Source document:
══════════════════════════════
Ya know ... I love it but frankly, I don't understand chaos any more than I understand quantum physics.

Can we start there?
 
Like to think the past is fixed, unalterable, and beyond our interference with it. The butterfly thing is just a metaphor, not literally true. Air molecules all 'contact' one another, so moving one moves the one next to it, and the one next to that, and on n on. Air is really better thought of in the same way we think of water.
 
From Smolin's book: Time Reborn: From the Crisis in Physics to the Future of the Universe (pg 85):

“Barbour's idea is radical but not difficult to explain in words. He asserts that all that exists, fundamentally, is a vast collection of frozen moments. Each moment has the form of a configuration of the universe. Each configuration exists — and is experienced by any beings caught in that configuration — as a moment of time. . . All any of us experience, he insists, is moments — snapshots of experience. Snap your fingers — that was one snapshot, one moment in the heap. Snap your fingers again — that's another moment. You have the impression that the second followed the first, but that's an illusion. You think so because in the second moment you have a memory of the first moment. But that memory is not an experience of time passing (which Barbour says never happens); it's just that the memory of the first moment is part of the experience of the second moment. All we experience — and all that's real, according to Barbour — are the individual moments in the heap.”
══════════════════════════════
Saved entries

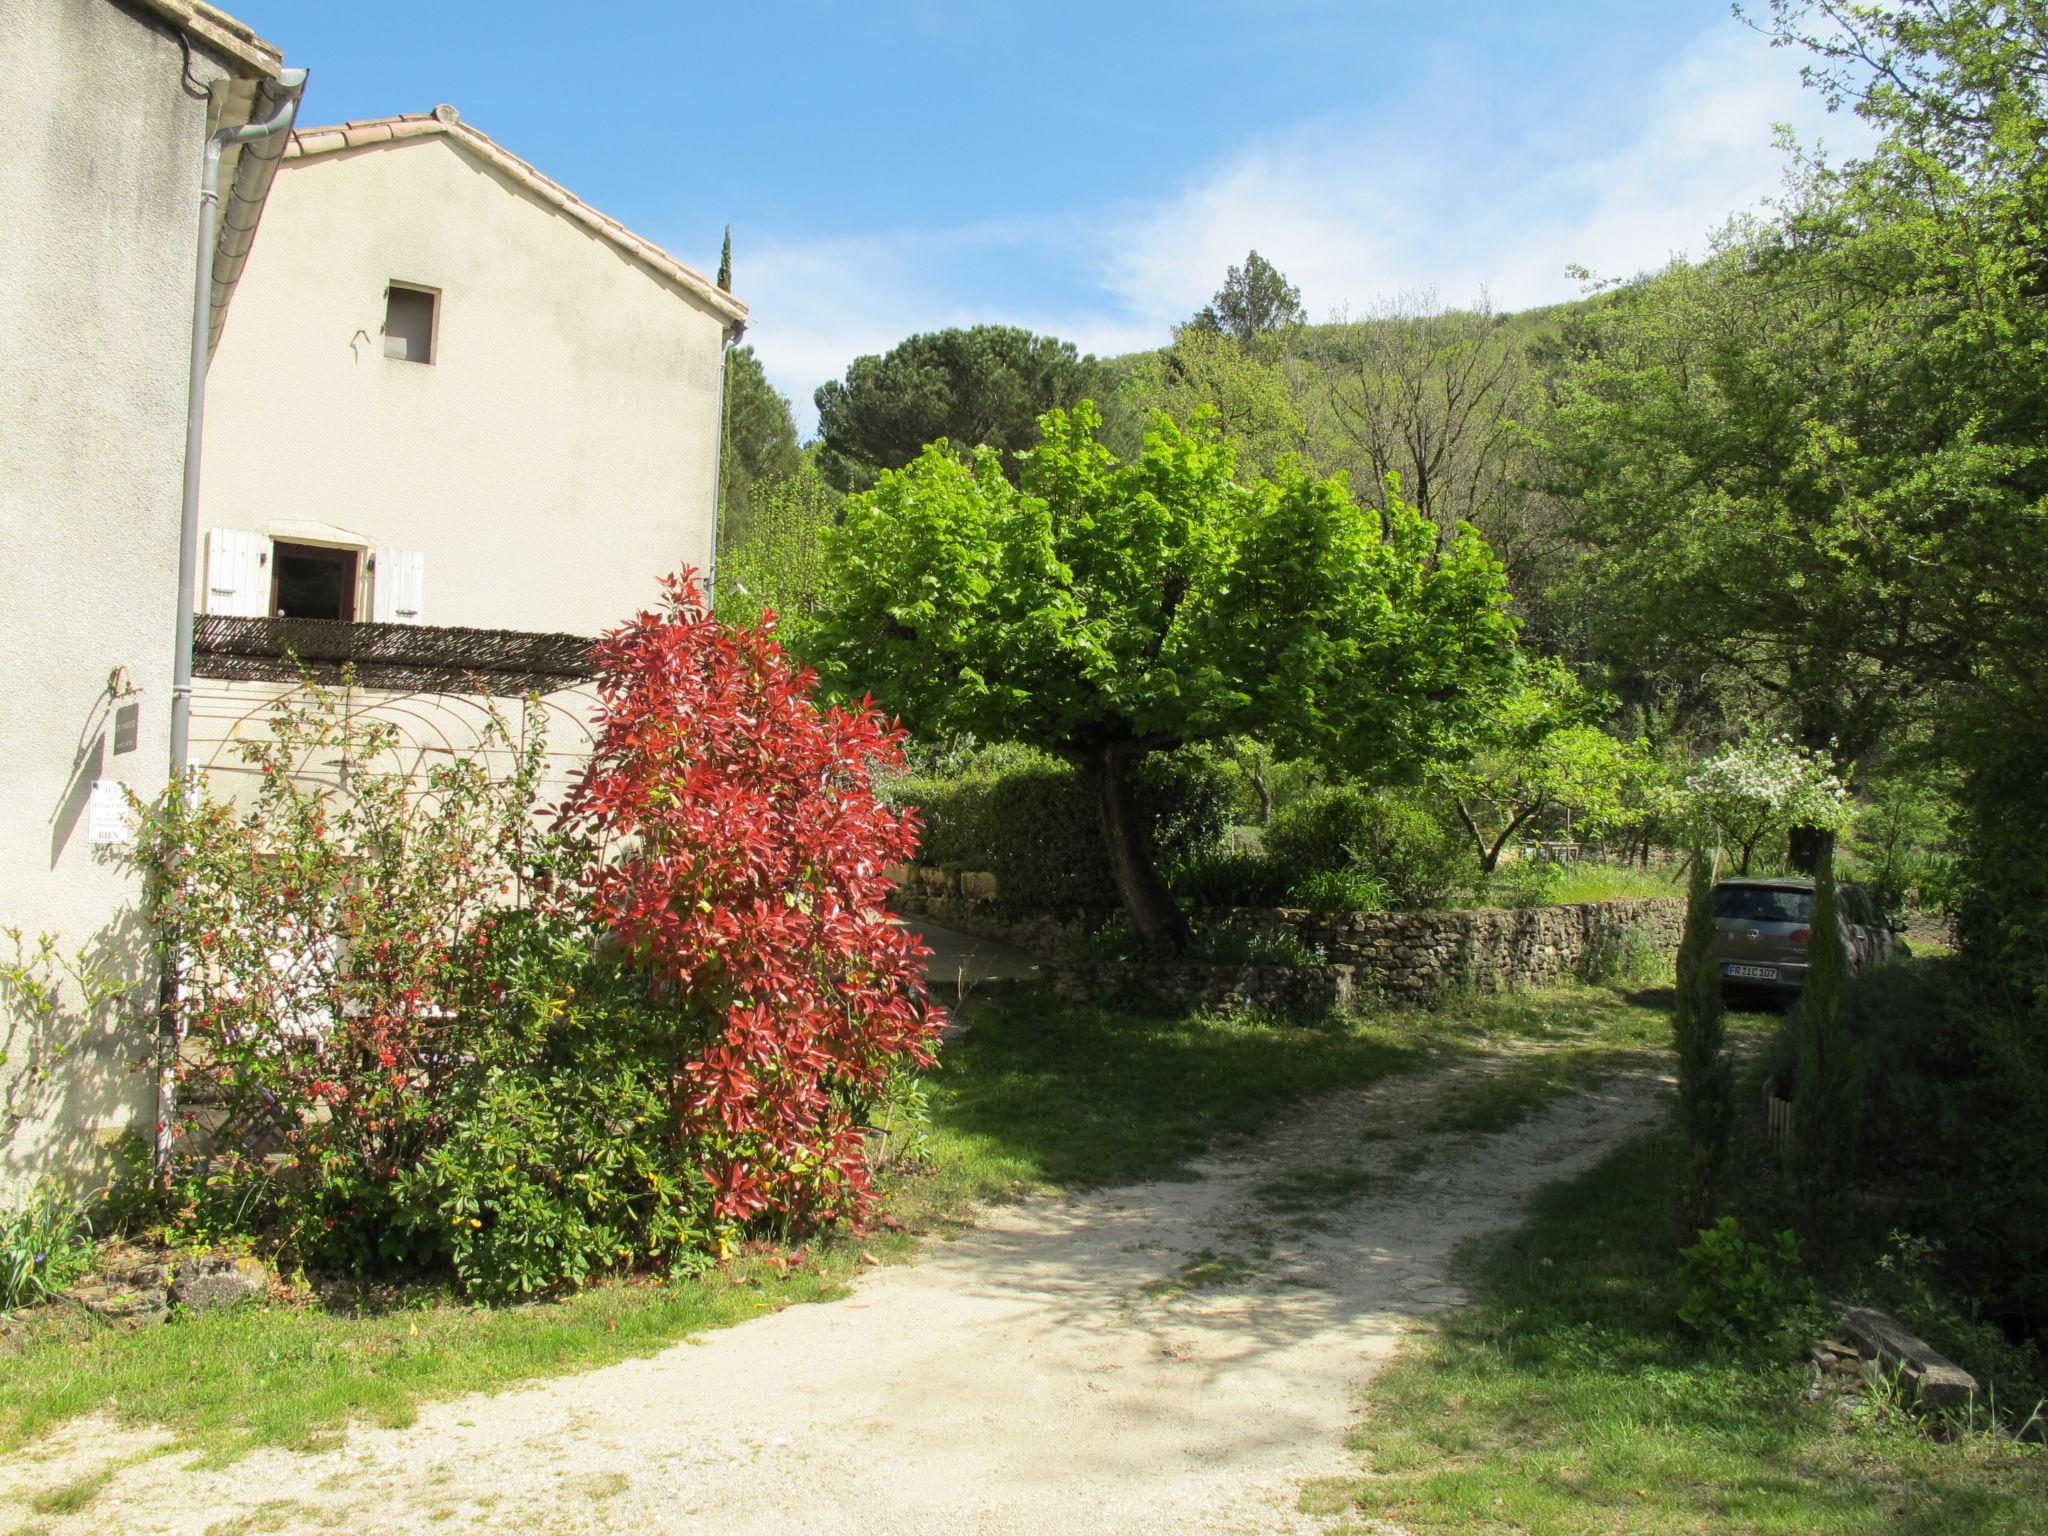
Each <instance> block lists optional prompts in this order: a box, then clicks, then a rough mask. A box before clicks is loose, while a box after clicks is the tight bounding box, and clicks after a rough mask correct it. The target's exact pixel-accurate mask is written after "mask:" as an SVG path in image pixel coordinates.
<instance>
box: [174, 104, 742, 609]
mask: <svg viewBox="0 0 2048 1536" xmlns="http://www.w3.org/2000/svg"><path fill="white" fill-rule="evenodd" d="M745 313H748V311H745V305H741V303H737V301H735V299H733V297H731V295H729V293H723V291H721V289H719V287H715V285H713V283H711V281H709V279H705V276H700V274H698V272H694V270H690V268H688V266H684V264H682V262H678V260H676V258H674V256H668V254H666V252H662V250H659V248H655V246H653V244H649V242H645V240H641V238H639V236H635V233H631V231H629V229H625V227H623V225H621V223H616V221H614V219H608V217H606V215H602V213H598V211H596V209H592V207H590V205H586V203H584V201H582V199H578V197H575V195H573V193H571V190H567V188H565V186H561V184H557V182H553V180H549V178H547V176H545V174H541V172H539V170H535V168H532V166H528V164H526V162H524V160H518V158H516V156H512V154H510V152H506V150H502V147H500V145H498V143H494V141H492V139H487V137H485V135H483V133H479V131H477V129H473V127H471V125H467V123H463V121H461V119H459V115H457V113H455V109H453V106H436V109H434V111H432V113H422V115H416V117H389V119H379V121H373V123H342V125H338V127H301V129H297V131H293V135H291V141H289V145H287V150H285V162H283V166H281V170H279V178H276V186H274V190H272V197H270V207H268V211H266V213H264V227H262V250H260V254H258V256H256V260H252V262H250V268H248V272H244V276H242V285H240V289H238V293H236V313H233V326H231V328H229V330H227V334H225V336H223V338H221V346H219V352H217V354H215V358H213V369H211V377H209V383H207V440H205V492H203V498H201V520H203V524H205V530H207V571H205V594H203V604H201V606H203V610H205V612H215V614H264V616H268V614H297V616H307V618H313V616H322V618H352V621H381V623H408V625H463V627H479V629H518V631H565V633H575V635H596V633H598V631H602V629H606V627H610V625H614V623H618V621H621V618H625V616H629V614H631V612H635V610H637V608H641V606H645V604H647V602H651V600H653V596H655V578H657V575H662V573H664V571H672V569H676V567H678V565H682V563H692V565H698V567H705V565H709V561H711V551H713V537H715V516H717V455H719V410H721V377H723V360H725V346H727V342H729V340H733V338H735V336H737V332H739V328H741V326H743V322H745Z"/></svg>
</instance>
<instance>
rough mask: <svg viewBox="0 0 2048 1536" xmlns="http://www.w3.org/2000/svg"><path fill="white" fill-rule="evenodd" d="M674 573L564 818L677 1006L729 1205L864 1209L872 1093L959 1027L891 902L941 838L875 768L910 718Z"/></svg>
mask: <svg viewBox="0 0 2048 1536" xmlns="http://www.w3.org/2000/svg"><path fill="white" fill-rule="evenodd" d="M666 590H668V600H666V602H664V606H662V608H659V610H657V612H643V614H639V616H637V618H635V621H633V623H629V625H625V627H621V629H616V631H612V633H610V635H608V637H606V639H604V641H600V645H598V649H596V662H598V668H600V678H598V694H600V709H598V743H596V752H594V754H592V760H590V768H588V770H586V774H584V778H582V782H580V784H578V788H575V793H573V795H571V797H569V803H567V807H565V809H563V823H565V827H567V829H571V831H573V834H582V836H584V838H588V840H590V842H592V844H596V854H598V856H596V858H594V860H592V862H590V864H588V866H586V870H584V887H586V891H588V893H590V903H592V911H594V915H596V918H598V922H602V924H604V926H606V928H608V930H610V932H612V934H614V936H616V938H618V942H621V944H623V946H625V948H627V952H629V954H631V956H633V958H635V963H637V965H639V967H641V969H643V971H645V973H647V975H649V977H651V979H653V983H655V985H657V987H659V989H664V995H666V997H668V999H670V1006H672V1008H674V1012H676V1018H678V1024H680V1030H678V1036H676V1040H674V1059H676V1092H678V1112H680V1116H682V1122H684V1126H686V1130H688V1133H690V1137H692V1139H694V1143H696V1145H698V1147H700V1159H702V1167H705V1169H707V1176H709V1178H711V1186H713V1192H715V1194H713V1204H711V1214H713V1221H717V1223H743V1221H748V1219H752V1217H758V1214H762V1212H770V1214H774V1217H784V1219H791V1221H799V1223H815V1221H836V1219H860V1217H862V1214H864V1212H866V1206H868V1174H866V1159H864V1135H866V1133H864V1112H866V1108H868V1106H870V1104H872V1100H874V1098H877V1096H879V1094H881V1090H883V1085H885V1083H887V1079H889V1075H891V1071H893V1069H895V1067H899V1065H901V1063H903V1061H905V1059H909V1061H915V1063H930V1042H932V1038H934V1034H936V1030H938V1018H936V1014H934V1012H932V1010H930V1008H928V1006H926V1004H924V985H922V965H920V956H922V950H920V948H918V944H915V940H913V938H911V936H909V934H905V932H903V930H901V928H897V926H895V924H893V922H891V920H889V913H887V911H885V909H883V899H885V895H887V889H889V883H887V879H885V874H883V870H885V868H887V866H889V864H897V862H907V860H909V858H911V854H913V852H915V846H918V836H915V834H918V829H915V813H911V811H897V809H891V807H887V805H883V803H881V801H879V799H877V797H874V793H872V788H870V782H868V778H870V770H872V768H874V766H885V768H897V766H901V731H897V729H893V727H891V725H889V723H887V721H883V717H881V715H877V711H874V709H872V707H870V705H862V707H858V709H850V711H848V709H836V707H834V709H819V707H817V702H815V700H813V696H811V694H813V688H815V678H813V676H811V674H809V672H803V670H799V668H797V666H795V664H793V662H791V657H788V655H786V653H784V651H782V647H780V645H778V643H776V639H774V633H772V627H768V625H764V627H733V625H723V623H719V621H717V618H713V616H711V612H709V610H707V608H705V604H702V598H700V596H698V590H696V582H694V573H692V571H684V573H682V575H680V578H670V580H668V582H666Z"/></svg>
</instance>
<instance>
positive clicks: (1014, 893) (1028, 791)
mask: <svg viewBox="0 0 2048 1536" xmlns="http://www.w3.org/2000/svg"><path fill="white" fill-rule="evenodd" d="M956 762H961V764H963V770H961V772H958V774H954V776H907V778H899V780H895V782H893V784H891V786H889V797H891V801H895V803H897V805H913V807H918V811H920V815H922V817H924V836H922V844H924V852H922V858H924V860H926V862H928V864H940V866H944V868H973V870H991V872H993V874H995V881H997V889H999V891H1001V895H1004V899H1006V901H1016V903H1020V905H1030V907H1114V905H1116V901H1118V897H1116V881H1114V879H1112V874H1110V860H1108V854H1106V852H1104V844H1102V827H1100V821H1098V815H1096V803H1094V799H1092V797H1090V793H1087V784H1085V782H1081V774H1079V772H1077V770H1075V768H1073V766H1071V764H1065V762H1061V760H1059V758H1053V756H1047V754H1042V752H1032V750H1028V748H1004V750H999V752H983V754H973V756H965V758H958V760H956ZM1135 778H1137V817H1139V823H1141V827H1143V838H1145V846H1147V850H1149V854H1151V856H1153V858H1155V860H1157V862H1159V864H1161V866H1165V868H1174V866H1186V864H1190V862H1194V860H1200V858H1204V856H1210V854H1214V852H1219V850H1221V844H1223V827H1225V825H1227V821H1229V809H1231V795H1233V786H1231V780H1229V774H1227V772H1225V770H1223V768H1221V766H1219V764H1214V762H1208V760H1206V758H1202V756H1198V754H1192V752H1176V754H1153V756H1149V758H1147V760H1145V762H1143V764H1141V766H1139V768H1137V774H1135Z"/></svg>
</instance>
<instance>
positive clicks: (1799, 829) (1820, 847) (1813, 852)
mask: <svg viewBox="0 0 2048 1536" xmlns="http://www.w3.org/2000/svg"><path fill="white" fill-rule="evenodd" d="M1786 842H1788V844H1790V854H1788V858H1790V860H1792V868H1796V870H1798V872H1800V874H1812V872H1815V870H1817V868H1821V848H1825V846H1827V834H1825V831H1821V827H1792V831H1790V836H1788V838H1786Z"/></svg>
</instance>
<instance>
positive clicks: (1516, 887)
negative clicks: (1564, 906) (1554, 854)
mask: <svg viewBox="0 0 2048 1536" xmlns="http://www.w3.org/2000/svg"><path fill="white" fill-rule="evenodd" d="M1563 889H1565V866H1563V864H1559V862H1556V860H1554V858H1516V860H1509V862H1505V864H1501V866H1499V868H1495V870H1493V872H1491V874H1485V877H1483V879H1481V883H1479V889H1477V897H1479V901H1481V903H1485V905H1489V907H1546V905H1550V903H1552V901H1556V899H1559V893H1561V891H1563Z"/></svg>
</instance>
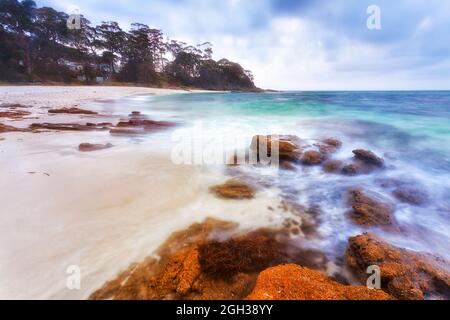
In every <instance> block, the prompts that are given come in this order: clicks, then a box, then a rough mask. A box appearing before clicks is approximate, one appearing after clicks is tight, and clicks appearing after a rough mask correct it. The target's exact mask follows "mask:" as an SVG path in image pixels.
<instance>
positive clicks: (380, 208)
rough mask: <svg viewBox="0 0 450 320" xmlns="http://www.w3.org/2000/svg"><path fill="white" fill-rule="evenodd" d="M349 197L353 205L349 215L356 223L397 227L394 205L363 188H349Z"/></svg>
mask: <svg viewBox="0 0 450 320" xmlns="http://www.w3.org/2000/svg"><path fill="white" fill-rule="evenodd" d="M347 197H348V203H349V204H350V206H351V207H352V209H351V210H350V211H349V212H348V215H349V216H350V218H351V219H352V220H353V221H354V222H355V223H357V224H359V225H361V226H364V227H374V226H380V227H384V228H395V227H396V222H395V219H394V215H393V211H394V210H393V205H391V204H389V203H386V202H383V201H382V200H379V199H377V198H376V197H374V196H373V197H371V196H369V195H368V194H367V193H366V192H364V191H363V190H361V189H351V190H349V192H348V195H347Z"/></svg>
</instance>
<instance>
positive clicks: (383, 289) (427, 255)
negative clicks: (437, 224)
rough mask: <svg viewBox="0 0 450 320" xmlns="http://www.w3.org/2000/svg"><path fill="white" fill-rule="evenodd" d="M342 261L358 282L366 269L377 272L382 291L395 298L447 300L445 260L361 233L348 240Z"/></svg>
mask: <svg viewBox="0 0 450 320" xmlns="http://www.w3.org/2000/svg"><path fill="white" fill-rule="evenodd" d="M346 262H347V265H348V266H349V267H350V269H351V270H353V272H354V273H355V275H356V276H357V277H358V278H359V280H360V281H361V282H362V283H365V282H366V279H367V277H368V275H367V273H366V270H367V268H368V267H369V266H372V265H376V266H378V267H379V268H380V270H381V286H382V289H383V290H384V291H386V292H388V293H389V294H391V295H392V296H394V297H396V298H398V299H408V300H409V299H424V298H433V299H436V298H443V299H450V273H449V272H448V268H449V264H448V261H445V260H443V259H439V258H436V257H433V256H431V255H429V254H426V253H418V252H413V251H409V250H406V249H401V248H397V247H395V246H392V245H390V244H388V243H386V242H383V241H381V240H379V239H378V238H377V237H375V236H374V235H372V234H369V233H365V234H362V235H359V236H356V237H353V238H350V239H349V243H348V248H347V252H346Z"/></svg>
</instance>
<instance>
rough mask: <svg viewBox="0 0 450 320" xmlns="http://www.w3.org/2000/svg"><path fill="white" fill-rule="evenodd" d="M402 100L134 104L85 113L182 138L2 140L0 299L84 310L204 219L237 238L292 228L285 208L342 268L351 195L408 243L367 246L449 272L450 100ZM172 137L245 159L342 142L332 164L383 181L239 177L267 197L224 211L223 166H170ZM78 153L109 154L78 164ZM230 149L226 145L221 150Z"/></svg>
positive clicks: (440, 95) (385, 235) (295, 176)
══════════════════════════════
Activity list:
**1)** Count the lines of the listing that contain the string "positive", and give only that number.
**2)** Write what comes next in the passage on chaos and time, starting after its final sentence.
The passage on chaos and time and the listing come from unrelated sources.

Answers per task:
**1)** 6

**2)**
Time is not a static property; but an illusory perception as stridently maintained by many historically renowned physicists. We must remain internally localized — not to reconcile ourselves to a single collective yearning. Even if we are in a common pool, it doesn't mean that we'll all agree, we'd still divergently aberrate toward greater entropy. Einstein ushered the way for relative chronology; so that my innate sense of a ticking watch is not exactly determined by your very own observational judgments however strong they may be. Then, it is in the highest interest that we make the effort to guarantee unrestrained clearance to our freethinking intellectual dissentients. That if they are not viewed kindly by that of majority decree they can still smooth along the tide and not wither away, unto any solipsist trickery. But of course, belligerent terminators as is fictionally materialized are of a solipsistic inclining character due to the fact they are deterministically endowed. Maybe there are arbitrated constants since I don't see time's arrow spinning incessantly notwithstanding being in a dreamily woozy imaginary reality — dumbfoundedly thunderstruck to no ends by tottering distraction. So chaos abounds, change drags on, the clock stops and we all carry on. Note: Sorry, this is a bit of an intense subject... hope the quote helps.